● **Textauszug**
****
Hamburg (epd). Für die Aufarbeitung des kirchlichen Missbrauchsskandals fordern Betroffene mehr Unterstützung aus der Politik. In einem offenen Brief an die katholischen Bischöfe schlagen Betroffenenvertreter die Einsetzung einer sogenannten Wahrheits- und Gerechtigkeitskommission durch den Bundestag vor, die den Aufarbeitungsprozess in den Kirchen begleiten solle. "Die Kirche kann es nicht allein. Das hat sie in den vergangenen Jahren zur Genüge bewiesen", heißt es in dem Brief, der in der "Zeit"-Beilage "Christ & Welt" (Donnerstag) erschienen ist. Aufarbeitung sei keine innerkirchliche Angelegenheit, sondern eine gesamtgesellschaftliche Herausforderung.
Die Verfasser sind Matthias Katsch, Sprecher der Initiative Eckiger Tisch und Mitglied der Unabhängigen Kommission zur Aufarbeitung sexuellen Kindesmissbrauchs, Patrick Bauer und Karl Haucke, ehemalige Mitglieder des Betroffenenbeirats im Erzbistum Köln. Beide traten im Zusammenhang mit dem Streit um die Veröffentlichung eines unabhängigen Gutachtens zu den Missbrauchsfällen im Erzbistum Köln zurück. Bauer ist Mitglied des Betroffenenbeirats der Deutschen Bischofskonferenz, Haucke ist Mitglied im Verein der Missbrauchsopfer des Redemptoristenordens, einer katholischen Ordensgemeinschaft, die sich nach eigenen Angaben für die Jugendseelsorge und die Glaubensmission einsetzt.
****
● **In einem Datensatz aufgeführte Einträge**

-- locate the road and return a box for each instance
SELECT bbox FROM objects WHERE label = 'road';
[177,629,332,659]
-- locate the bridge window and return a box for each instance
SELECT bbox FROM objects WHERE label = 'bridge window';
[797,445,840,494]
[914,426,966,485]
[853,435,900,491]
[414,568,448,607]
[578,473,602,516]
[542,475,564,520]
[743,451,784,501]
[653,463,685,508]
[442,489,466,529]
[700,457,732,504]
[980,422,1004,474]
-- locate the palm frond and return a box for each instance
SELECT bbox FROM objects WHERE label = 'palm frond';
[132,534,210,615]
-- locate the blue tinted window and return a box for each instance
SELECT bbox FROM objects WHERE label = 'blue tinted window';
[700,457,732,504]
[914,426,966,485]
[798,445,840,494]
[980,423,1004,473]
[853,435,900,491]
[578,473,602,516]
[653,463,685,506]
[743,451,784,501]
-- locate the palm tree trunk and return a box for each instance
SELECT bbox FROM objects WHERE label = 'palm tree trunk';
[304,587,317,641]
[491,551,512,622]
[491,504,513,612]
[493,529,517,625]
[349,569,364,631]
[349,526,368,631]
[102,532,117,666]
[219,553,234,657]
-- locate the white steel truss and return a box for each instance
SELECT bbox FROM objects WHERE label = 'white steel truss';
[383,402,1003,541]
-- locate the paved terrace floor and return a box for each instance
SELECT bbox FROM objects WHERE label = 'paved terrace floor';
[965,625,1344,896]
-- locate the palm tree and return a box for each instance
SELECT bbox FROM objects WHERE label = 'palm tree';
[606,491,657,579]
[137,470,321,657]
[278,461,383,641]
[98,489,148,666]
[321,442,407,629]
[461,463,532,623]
****
● **Aufgabe 1**
Nenne alle Personen, die im Textauszug mit vollem Namen vorkommen.
● **Aufgabe 2**
Gib den Abschnitt des Textauszugs zwischen "Die Verfasser sind" und "die Glaubensmission einsetzt." einschließlich wörtlich wieder.
Die Daten sind eigenständiges Material und gehören nicht zum Textauszug.

● **Antwort 1**
Matthias Katsch, Patrick Bauer, Karl Haucke

● **Antwort 2**
Die Verfasser sind Matthias Katsch, Sprecher der Initiative Eckiger Tisch und Mitglied der Unabhängigen Kommission zur Aufarbeitung sexuellen Kindesmissbrauchs, Patrick Bauer und Karl Haucke, ehemalige Mitglieder des Betroffenenbeirats im Erzbistum Köln. Beide traten im Zusammenhang mit dem Streit um die Veröffentlichung eines unabhängigen Gutachtens zu den Missbrauchsfällen im Erzbistum Köln zurück. Bauer ist Mitglied des Betroffenenbeirats der Deutschen Bischofskonferenz, Haucke ist Mitglied im Verein der Missbrauchsopfer des Redemptoristenordens, einer katholischen Ordensgemeinschaft, die sich nach eigenen Angaben für die Jugendseelsorge und die Glaubensmission einsetzt.